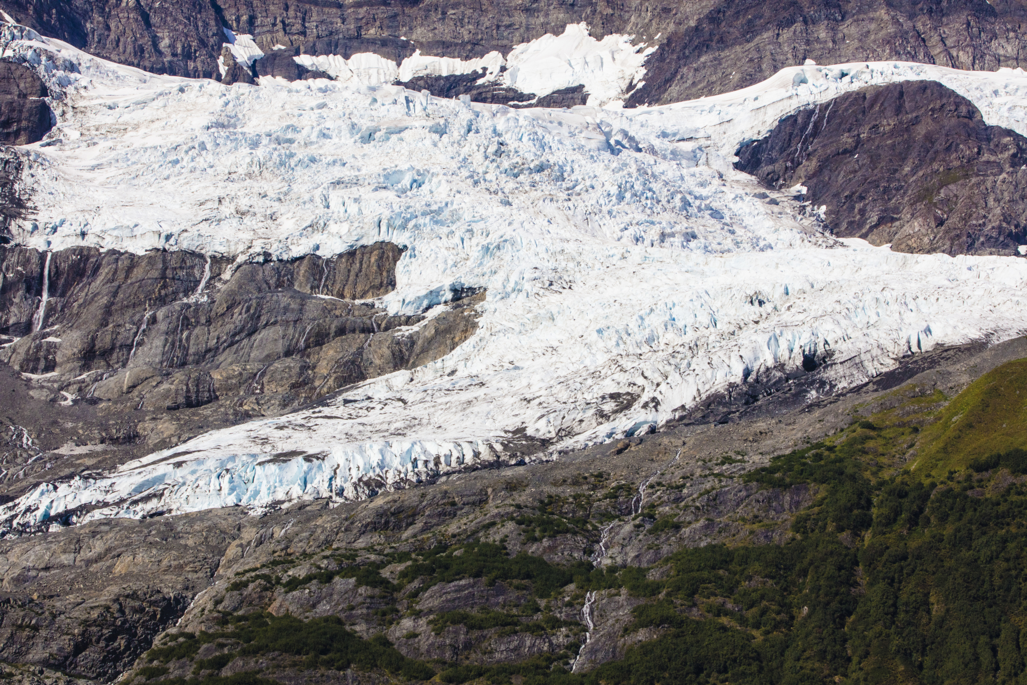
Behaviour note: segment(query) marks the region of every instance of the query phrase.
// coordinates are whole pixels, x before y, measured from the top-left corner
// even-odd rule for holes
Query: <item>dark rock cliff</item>
[[[835,235],[892,250],[1013,255],[1027,242],[1027,138],[935,81],[847,93],[781,120],[735,166],[803,184]]]
[[[42,140],[52,126],[49,92],[34,71],[0,62],[0,143],[28,145]]]
[[[646,5],[607,0],[485,5],[458,0],[3,0],[0,8],[44,35],[108,60],[219,80],[222,26],[254,36],[268,55],[255,65],[258,74],[293,78],[296,68],[286,60],[300,52],[347,59],[375,52],[398,63],[420,49],[466,60],[491,50],[506,54],[519,43],[585,22],[597,38],[630,34],[659,45],[630,106],[726,92],[806,59],[820,64],[909,60],[959,69],[1027,64],[1027,7],[1011,0],[658,0]],[[274,54],[275,45],[284,46],[277,51],[281,54]],[[236,76],[245,80],[248,74]],[[435,92],[438,86],[443,94],[453,91],[451,81],[422,87]],[[516,92],[479,90],[464,92],[482,102],[524,101]],[[558,99],[550,106],[568,103],[576,100]]]
[[[16,685],[72,685],[44,669],[86,682],[110,682],[126,671],[125,680],[137,683],[201,680],[204,670],[226,679],[260,671],[283,685],[395,682],[368,669],[317,668],[288,655],[219,660],[235,648],[218,635],[231,627],[228,619],[267,612],[304,621],[337,616],[362,638],[380,634],[404,656],[441,664],[454,656],[461,664],[489,664],[546,654],[562,655],[566,663],[578,653],[576,673],[587,674],[659,635],[632,623],[638,616],[633,610],[661,597],[616,585],[599,589],[592,596],[595,624],[582,647],[586,597],[575,583],[562,581],[547,596],[533,596],[525,578],[537,576],[500,575],[495,558],[484,560],[492,565],[483,564],[477,574],[427,577],[429,570],[410,569],[404,578],[413,560],[403,553],[448,548],[444,561],[452,562],[473,551],[461,548],[467,542],[491,543],[503,545],[501,561],[517,563],[521,572],[530,571],[532,560],[580,568],[591,558],[610,573],[644,569],[644,581],[665,577],[670,569],[654,565],[690,547],[795,540],[791,526],[811,503],[824,501],[821,486],[760,487],[741,475],[766,464],[769,455],[837,434],[853,415],[893,410],[900,401],[936,391],[951,397],[981,374],[1027,354],[1027,339],[983,347],[917,355],[874,383],[773,416],[679,426],[557,461],[444,477],[363,502],[299,502],[263,516],[229,507],[105,520],[0,540],[0,669]],[[900,416],[929,421],[918,413],[922,408],[917,405],[913,417]],[[4,459],[9,454],[0,449]],[[852,544],[851,537],[842,540]],[[596,556],[601,541],[605,558]],[[515,557],[519,553],[530,557]],[[356,568],[363,573],[353,573]],[[769,585],[755,573],[753,582]],[[721,615],[706,595],[685,609],[688,616]],[[490,625],[490,617],[500,620]],[[169,629],[172,635],[157,638]],[[137,660],[151,645],[181,645],[177,641],[200,631],[212,639],[198,653],[165,650],[163,659],[157,653]],[[18,671],[12,663],[26,667]]]
[[[433,361],[473,335],[484,293],[426,321],[377,309],[402,255],[379,242],[231,270],[186,252],[0,248],[0,359],[17,372],[0,374],[2,418],[43,434],[39,449],[88,443],[120,463]],[[0,489],[28,486],[47,466],[34,456],[12,457],[28,470]]]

◇ ◇ ◇

DIRECTIONS FOR THIS TASK - Rewrite all of the data above, changing "top-left corner" to "upper-left corner" and keeping everything else the same, and leave out the picture.

RESULT -
Behaviour note: segment(query) marks the region of every instance of the query phrase.
// coordinates are whole pixels, x before y, measured from the upper-left corner
// even-odd rule for holes
Query: <item>dark rock cliff</item>
[[[835,235],[892,250],[1013,255],[1027,242],[1027,138],[935,81],[847,93],[781,120],[735,166],[803,184]]]
[[[42,140],[52,126],[49,92],[34,71],[0,62],[0,143],[28,145]]]
[[[646,5],[607,0],[485,5],[458,0],[3,0],[0,8],[44,35],[108,60],[219,80],[222,26],[254,36],[268,55],[255,65],[258,74],[293,78],[296,68],[286,60],[300,52],[347,59],[375,52],[398,63],[420,49],[466,60],[491,50],[506,54],[519,43],[585,22],[597,38],[630,34],[659,45],[630,106],[726,92],[806,59],[820,64],[909,60],[959,69],[1027,64],[1027,7],[1011,0],[658,0]],[[274,54],[275,45],[284,46],[277,51],[281,54]],[[236,76],[245,80],[248,74]],[[435,92],[438,86],[443,94],[453,91],[451,81],[422,87]],[[516,92],[479,90],[464,92],[482,102],[524,101]],[[558,99],[550,106],[568,103],[576,100]]]
[[[16,685],[72,685],[44,669],[86,682],[110,682],[126,671],[125,680],[137,683],[201,680],[204,670],[226,679],[260,671],[283,685],[395,682],[368,669],[317,668],[288,655],[219,660],[235,648],[218,635],[231,627],[228,619],[267,612],[304,621],[337,616],[362,638],[380,634],[404,656],[441,664],[454,656],[461,664],[489,664],[546,654],[562,655],[566,663],[578,653],[576,673],[587,674],[659,635],[632,623],[638,616],[633,610],[661,597],[616,585],[599,589],[592,596],[595,624],[582,647],[586,597],[575,583],[562,581],[547,596],[533,596],[525,578],[537,576],[500,575],[495,558],[484,560],[492,565],[483,564],[477,574],[427,577],[429,570],[410,569],[404,578],[413,560],[403,553],[448,548],[444,561],[452,562],[473,551],[461,548],[467,542],[491,543],[503,545],[501,561],[517,563],[521,572],[530,571],[532,560],[580,568],[591,558],[610,573],[644,569],[644,581],[665,577],[670,569],[654,565],[690,547],[795,540],[791,526],[811,503],[824,501],[821,486],[760,487],[741,475],[766,464],[769,455],[837,434],[853,415],[893,410],[900,401],[936,391],[951,397],[981,374],[1027,354],[1027,339],[983,347],[917,355],[874,383],[773,416],[679,426],[557,461],[444,477],[363,502],[299,502],[263,516],[229,507],[105,520],[0,540],[0,669]],[[900,416],[929,421],[918,413],[922,408],[917,405],[913,417]],[[4,459],[9,454],[0,449]],[[852,544],[851,537],[842,540]],[[596,556],[601,541],[605,558]],[[515,557],[519,553],[530,557]],[[356,568],[363,573],[353,573]],[[769,585],[755,573],[753,582]],[[721,615],[706,595],[685,609],[688,616]],[[490,625],[490,617],[500,620]],[[169,629],[172,635],[157,638]],[[137,660],[151,645],[181,645],[177,641],[200,631],[212,639],[198,653],[165,650],[163,659],[157,653]],[[18,671],[12,663],[26,667]]]
[[[433,361],[473,335],[484,293],[426,321],[377,309],[402,255],[379,242],[231,270],[186,252],[0,248],[0,359],[17,372],[0,374],[2,418],[43,434],[39,449],[88,443],[120,463]],[[0,489],[28,486],[47,466],[34,456],[12,457],[28,470]]]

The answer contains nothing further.